THE REQUEST —
Retype every one of the records below without changing a single character.

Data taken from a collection
_ _ _ _
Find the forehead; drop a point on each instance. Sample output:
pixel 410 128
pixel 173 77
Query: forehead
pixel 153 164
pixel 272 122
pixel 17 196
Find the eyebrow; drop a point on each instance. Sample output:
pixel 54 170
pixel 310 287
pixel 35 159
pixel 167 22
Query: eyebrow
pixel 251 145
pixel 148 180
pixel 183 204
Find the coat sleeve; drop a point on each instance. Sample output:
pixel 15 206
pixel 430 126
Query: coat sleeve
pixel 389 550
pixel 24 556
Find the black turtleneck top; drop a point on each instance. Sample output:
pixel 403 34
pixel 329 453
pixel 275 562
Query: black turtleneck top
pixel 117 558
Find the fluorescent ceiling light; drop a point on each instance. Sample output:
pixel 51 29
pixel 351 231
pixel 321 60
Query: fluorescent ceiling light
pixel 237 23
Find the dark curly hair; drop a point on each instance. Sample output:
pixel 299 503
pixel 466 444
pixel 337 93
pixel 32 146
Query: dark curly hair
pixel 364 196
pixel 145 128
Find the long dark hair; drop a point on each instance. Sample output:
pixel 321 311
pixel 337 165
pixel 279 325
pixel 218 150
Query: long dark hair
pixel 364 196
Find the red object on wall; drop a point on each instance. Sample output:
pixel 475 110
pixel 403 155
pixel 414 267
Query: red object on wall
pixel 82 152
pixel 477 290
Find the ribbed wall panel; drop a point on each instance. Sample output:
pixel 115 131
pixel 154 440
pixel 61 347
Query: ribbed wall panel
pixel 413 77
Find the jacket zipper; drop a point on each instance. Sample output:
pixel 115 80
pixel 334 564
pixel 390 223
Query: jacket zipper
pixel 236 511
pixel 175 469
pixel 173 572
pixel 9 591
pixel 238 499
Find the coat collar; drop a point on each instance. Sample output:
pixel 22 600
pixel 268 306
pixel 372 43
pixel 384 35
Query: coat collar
_ _ _ _
ANSWER TO THIS EXERCISE —
Find the forehead; drop a point on each instance. Sample output:
pixel 410 128
pixel 173 77
Query: forehead
pixel 153 164
pixel 272 122
pixel 17 196
Find the eyebrow; drop a point on each instance. Sample output:
pixel 54 170
pixel 310 287
pixel 35 159
pixel 167 22
Query: eyebrow
pixel 251 145
pixel 148 180
pixel 183 204
Find the coat sleeve; drop a point on each instance. Sample output:
pixel 15 206
pixel 430 126
Query: coat sleeve
pixel 389 550
pixel 24 556
Find the black turtleneck top; drop a point on each instance. Sample output:
pixel 403 34
pixel 329 453
pixel 275 562
Query: black turtleneck top
pixel 117 558
Find the fluorescent ceiling light; drop a point on each instance. Sample output:
pixel 51 29
pixel 351 231
pixel 321 60
Query: fluorescent ceiling light
pixel 237 23
Find the dark curly hair; drop a point on each instance. Sample output:
pixel 299 503
pixel 466 444
pixel 337 93
pixel 32 146
Query: dark curly hair
pixel 364 196
pixel 145 128
Find the long dark hair; drop a point on each instance. Sample output:
pixel 321 311
pixel 337 165
pixel 279 325
pixel 218 150
Query: long dark hair
pixel 364 196
Find the red object on wall; drop a point on each instance. Sample output:
pixel 475 110
pixel 403 155
pixel 414 267
Query: red object on wall
pixel 82 152
pixel 477 290
Find the ribbed wall panel; drop a point on each instance. Sample output:
pixel 115 131
pixel 154 440
pixel 61 347
Query: ribbed wall panel
pixel 413 77
Find the jacket zipper; drop a point on each instance. Sample output:
pixel 115 80
pixel 334 564
pixel 390 223
Query: jacket zipper
pixel 236 511
pixel 175 469
pixel 173 572
pixel 9 591
pixel 238 499
Find the coat collar; drop a point on each instance. Sample output:
pixel 22 600
pixel 268 306
pixel 372 43
pixel 384 35
Query: coat collar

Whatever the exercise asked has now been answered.